▸ PROBLEM TO SOLVE:
Exact reproduction of the data is required, with images excluded.

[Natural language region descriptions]
*** Begin section ***
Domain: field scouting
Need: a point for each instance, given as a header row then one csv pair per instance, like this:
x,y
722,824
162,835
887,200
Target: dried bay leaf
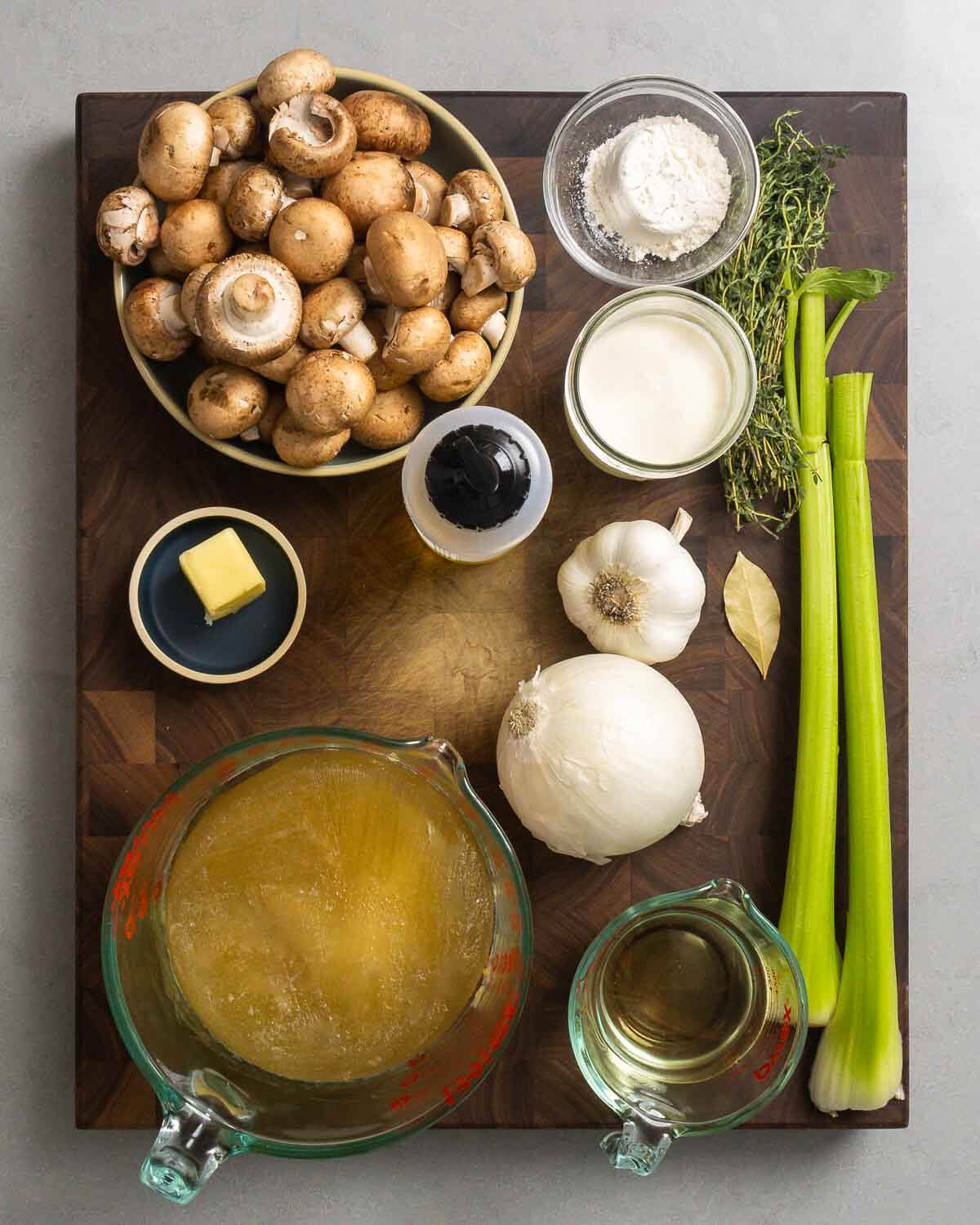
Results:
x,y
752,610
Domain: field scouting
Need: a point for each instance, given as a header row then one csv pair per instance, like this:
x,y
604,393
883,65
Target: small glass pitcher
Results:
x,y
688,1014
215,1104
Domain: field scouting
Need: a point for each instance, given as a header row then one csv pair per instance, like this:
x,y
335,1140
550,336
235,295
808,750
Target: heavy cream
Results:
x,y
656,389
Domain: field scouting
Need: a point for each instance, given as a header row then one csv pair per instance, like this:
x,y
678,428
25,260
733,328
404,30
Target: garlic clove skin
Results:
x,y
635,590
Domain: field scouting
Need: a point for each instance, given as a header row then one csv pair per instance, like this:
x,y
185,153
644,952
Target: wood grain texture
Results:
x,y
399,642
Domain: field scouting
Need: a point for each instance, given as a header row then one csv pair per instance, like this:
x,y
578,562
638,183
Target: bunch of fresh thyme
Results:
x,y
760,472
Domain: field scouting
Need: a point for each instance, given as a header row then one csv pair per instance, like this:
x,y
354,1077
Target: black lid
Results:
x,y
478,477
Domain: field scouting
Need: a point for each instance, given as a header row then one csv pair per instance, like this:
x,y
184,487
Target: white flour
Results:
x,y
661,186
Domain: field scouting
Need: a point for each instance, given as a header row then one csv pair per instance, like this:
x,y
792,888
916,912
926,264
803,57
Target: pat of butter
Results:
x,y
223,573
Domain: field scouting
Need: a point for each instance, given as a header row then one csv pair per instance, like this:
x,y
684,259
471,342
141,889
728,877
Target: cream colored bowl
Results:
x,y
453,149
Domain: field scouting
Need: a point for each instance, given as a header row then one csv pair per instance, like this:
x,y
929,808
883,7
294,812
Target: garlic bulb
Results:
x,y
634,590
600,756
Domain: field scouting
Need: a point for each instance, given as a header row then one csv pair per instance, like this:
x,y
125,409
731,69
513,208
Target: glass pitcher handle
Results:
x,y
636,1148
188,1151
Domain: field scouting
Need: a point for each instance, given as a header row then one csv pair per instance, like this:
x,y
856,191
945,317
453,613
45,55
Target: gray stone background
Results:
x,y
53,51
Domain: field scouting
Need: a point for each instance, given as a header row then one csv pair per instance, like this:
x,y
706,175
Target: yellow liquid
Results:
x,y
330,916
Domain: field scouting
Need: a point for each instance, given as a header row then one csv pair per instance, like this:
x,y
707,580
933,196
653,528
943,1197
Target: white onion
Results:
x,y
600,756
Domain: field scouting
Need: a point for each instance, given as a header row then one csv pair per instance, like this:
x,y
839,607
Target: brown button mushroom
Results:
x,y
330,391
189,294
430,190
270,418
389,122
235,127
249,309
220,179
311,135
127,225
301,448
370,184
176,151
448,294
314,240
299,71
281,368
225,401
416,340
384,376
394,418
472,198
466,364
254,203
502,255
456,245
406,259
195,233
154,323
483,314
332,315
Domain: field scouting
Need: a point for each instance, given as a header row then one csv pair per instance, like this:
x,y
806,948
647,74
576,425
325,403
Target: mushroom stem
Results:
x,y
494,328
359,343
480,274
252,296
456,211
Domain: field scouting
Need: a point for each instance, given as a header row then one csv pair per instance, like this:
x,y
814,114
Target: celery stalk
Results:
x,y
859,1058
808,915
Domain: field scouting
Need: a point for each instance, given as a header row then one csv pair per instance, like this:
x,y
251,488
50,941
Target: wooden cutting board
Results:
x,y
399,642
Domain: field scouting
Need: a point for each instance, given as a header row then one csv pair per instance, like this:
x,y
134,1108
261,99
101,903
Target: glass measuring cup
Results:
x,y
717,1044
215,1104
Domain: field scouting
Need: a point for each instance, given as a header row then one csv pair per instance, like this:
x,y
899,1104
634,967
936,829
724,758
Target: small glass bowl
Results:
x,y
604,113
676,303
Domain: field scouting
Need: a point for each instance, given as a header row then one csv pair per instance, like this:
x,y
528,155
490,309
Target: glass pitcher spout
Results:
x,y
639,1148
188,1151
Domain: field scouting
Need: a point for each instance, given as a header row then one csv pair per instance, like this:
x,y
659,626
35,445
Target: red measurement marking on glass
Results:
x,y
764,1070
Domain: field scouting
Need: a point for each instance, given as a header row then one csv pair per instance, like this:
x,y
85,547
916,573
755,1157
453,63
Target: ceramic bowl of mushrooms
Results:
x,y
313,264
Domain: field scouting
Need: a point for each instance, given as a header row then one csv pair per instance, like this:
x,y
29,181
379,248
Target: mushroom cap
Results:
x,y
254,201
470,314
370,184
127,225
195,233
249,309
466,363
330,311
384,376
176,149
430,190
330,391
235,127
511,252
407,257
448,294
189,294
394,418
456,245
299,71
301,448
313,238
220,179
418,340
151,314
279,369
389,122
311,135
482,194
223,401
274,411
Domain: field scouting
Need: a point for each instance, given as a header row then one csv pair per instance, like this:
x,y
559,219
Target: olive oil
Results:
x,y
681,999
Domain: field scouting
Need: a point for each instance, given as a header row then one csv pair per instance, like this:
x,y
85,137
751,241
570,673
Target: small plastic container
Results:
x,y
475,483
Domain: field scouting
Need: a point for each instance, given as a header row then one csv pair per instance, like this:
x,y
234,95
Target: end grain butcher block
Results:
x,y
399,642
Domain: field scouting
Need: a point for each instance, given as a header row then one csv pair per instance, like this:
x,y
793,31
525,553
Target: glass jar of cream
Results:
x,y
661,381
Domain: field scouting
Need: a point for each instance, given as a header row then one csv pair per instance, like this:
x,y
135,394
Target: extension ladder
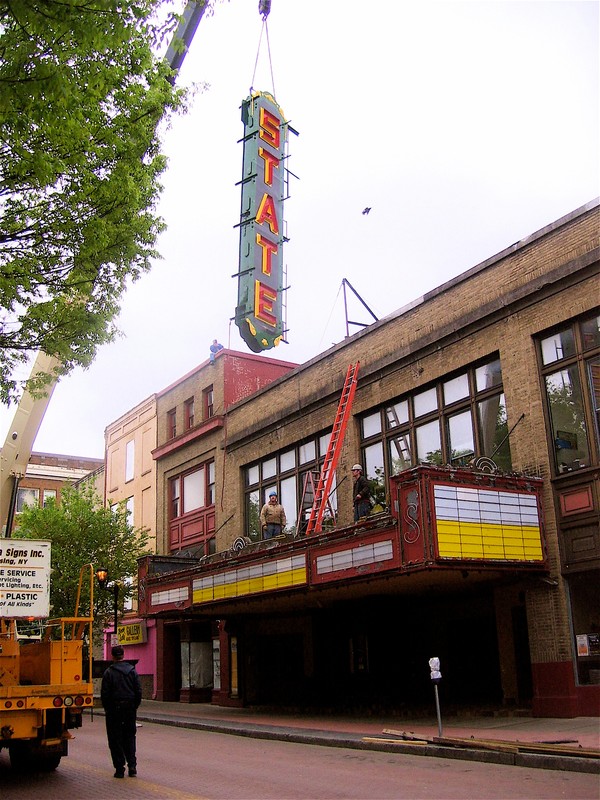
*** End section ***
▸ EXERCISE RESULT:
Domain: field scouting
Need: a point for each instance, given as a header row then one csv pair per instance, like this:
x,y
722,824
162,835
887,200
Target: dried bay leaf
Results:
x,y
752,610
Domain: field scouting
Need: a point for each instance, given as a header row then one csv pair per instance, like this:
x,y
604,393
883,65
Target: small glass pitcher
Results:
x,y
688,1014
215,1104
Domain: field scouting
Need: a point for each instance, given as a header row then one csv pair per instance, like this:
x,y
335,1140
550,336
235,295
808,750
Target: heavy cream
Results:
x,y
656,389
Domain: field scouting
Need: a point for each instance, given as a header row then one csv pair per instance, like this:
x,y
678,428
25,260
733,328
404,30
Target: garlic clove skin
Results:
x,y
635,590
Domain: field scouting
Need: a point for each instance, given as a header row then one csv pair per instance, like this:
x,y
185,153
644,952
Target: wood grain texture
Results:
x,y
399,642
Domain: field scouting
Need: a point for each instance, given as a header row then one csv pair per instance, like this:
x,y
578,562
638,183
Target: bunch of fresh thyme
Results:
x,y
760,472
Domain: field scouting
Need: a point for each instance, given as a header row then one csv pair per instance, like this:
x,y
354,1077
Target: black lid
Results:
x,y
478,477
Domain: field scouting
Need: a point for each instance, given as a header row then one csv pair per instance, like this:
x,y
184,487
Target: white flour
Results:
x,y
661,186
Domain: field scouting
Need: a point for each instance, given as a header row then one csv pair per instance, like this:
x,y
792,888
916,912
926,264
803,57
Target: pat of butter
Results:
x,y
223,573
Domain: field scouting
Need: a point for each instance, given as a header row then one csv pair per instance, like this:
x,y
684,259
471,342
141,889
728,877
Target: cream colored bowl
Results:
x,y
453,149
Domain: field scouting
Need: a point for each instance, given as a header row then one csv pair per instance, like this:
x,y
929,808
883,7
294,812
Target: garlic bulb
Results:
x,y
634,590
600,756
Domain: field scouting
Need: a point for each instance, given as a header row then one csv pair per instance, like this:
x,y
125,409
731,69
513,208
Target: glass pitcher handle
Results:
x,y
636,1148
188,1151
Domain: field scouting
Need: a point for each instance, given as a header row then one csv pair per instance, like this:
x,y
856,191
945,317
453,613
45,55
Target: gray stone background
Results:
x,y
53,51
Domain: field scouting
Need: a point for each instance, given as a header row then one csv pair per instance, like this:
x,y
706,175
Target: yellow liquid
Results:
x,y
330,916
Domain: field scouting
Need: a point for each instance, given as a header row then one csv pair per instance, like this:
x,y
707,580
933,196
653,528
943,1197
Target: white onion
Results:
x,y
600,756
Domain: field scouting
Need: a point for each instance, given as a header row then one csv pair per instance, like this:
x,y
839,607
Target: brown button mushroom
Results:
x,y
330,391
189,294
430,190
270,418
389,122
235,127
249,309
220,179
311,135
127,225
301,448
370,184
176,151
448,294
314,240
299,71
281,368
225,401
416,340
384,376
394,418
472,198
466,364
254,203
502,255
456,245
406,259
195,233
154,323
483,314
332,315
Domain: field scouting
Need: a point for each instance, given as a header row then one csv pair per instance, like this:
x,y
806,948
647,74
576,425
325,403
Target: mushroom stem
Results:
x,y
494,328
359,343
480,274
252,296
456,211
Domain: field scouting
Need: a point for each instance, given as a header row then one csv pair per instance, like this:
x,y
814,114
Target: celery stalk
Results:
x,y
859,1058
808,915
Domain: field scouting
Need: a point for each instance, given as a header row then one csv pair per instance, like this:
x,y
251,488
50,941
Target: wooden cutting board
Results:
x,y
399,642
Domain: field scouting
Need: a point for each instance, given as a header row then one csv pair per instance, like this:
x,y
134,1108
261,99
101,903
Target: glass measuring cup
Results:
x,y
717,1044
215,1104
Domain: field scouting
Need: a point for each instance, given as a header row then one csv pair per instance, like this:
x,y
899,1104
634,967
936,829
724,758
Target: small glass bowl
Results:
x,y
604,113
676,303
Domain: field scouting
Need: a point for each instance, given as a header row then one csv pair per instance, like this:
x,y
528,155
490,309
Target: glass pitcher spout
Results:
x,y
639,1148
188,1151
Domain: field scouting
Need: a point for each instance, given as a header row then one csv pair per instance, like this:
x,y
659,626
35,445
Target: red measurement marking on glass
Results:
x,y
764,1070
Domain: field scouting
Need: a point for each instance, given as a header row then one csv pair per instance, like this:
x,y
85,547
916,573
755,1157
453,63
Target: ceramic bowl of mushrooms
Results:
x,y
313,264
Domain: field scouting
Need: a point for each instance, given as a header row then one csv pair per instance, like this:
x,y
29,181
379,248
Target: mushroom cap
Results:
x,y
254,201
470,314
370,184
127,225
195,233
249,309
466,363
330,311
384,376
176,149
430,190
330,391
235,127
511,252
407,257
448,294
189,294
394,418
456,245
299,71
301,448
313,238
220,179
418,340
151,314
279,369
389,122
311,135
482,194
223,401
274,411
Domain: field scouting
Need: a point for each instance, given as a header row then one csv pair per instance, like this:
x,y
559,219
Target: olive oil
Results:
x,y
681,999
Domain: field scouting
Need: a point for each instance, given as a header row then one csv pair per instance, like this:
x,y
85,137
751,241
570,673
Target: small plastic container
Results:
x,y
475,483
Domain: field scouting
Need: a point for each instance, given as a header row then one csv pair per instance, like this:
x,y
234,95
Target: end grain butcher block
Results:
x,y
399,642
Domain: field scouting
Need: a point for each instance, given as a header row then one csv pair per instance, like this:
x,y
793,31
525,553
Target: glass jar of cream
Results:
x,y
661,381
Domain: field scouting
Need: a point for each instance, given as a header row then one csv pair per instance, like this:
x,y
135,394
Target: extension ladder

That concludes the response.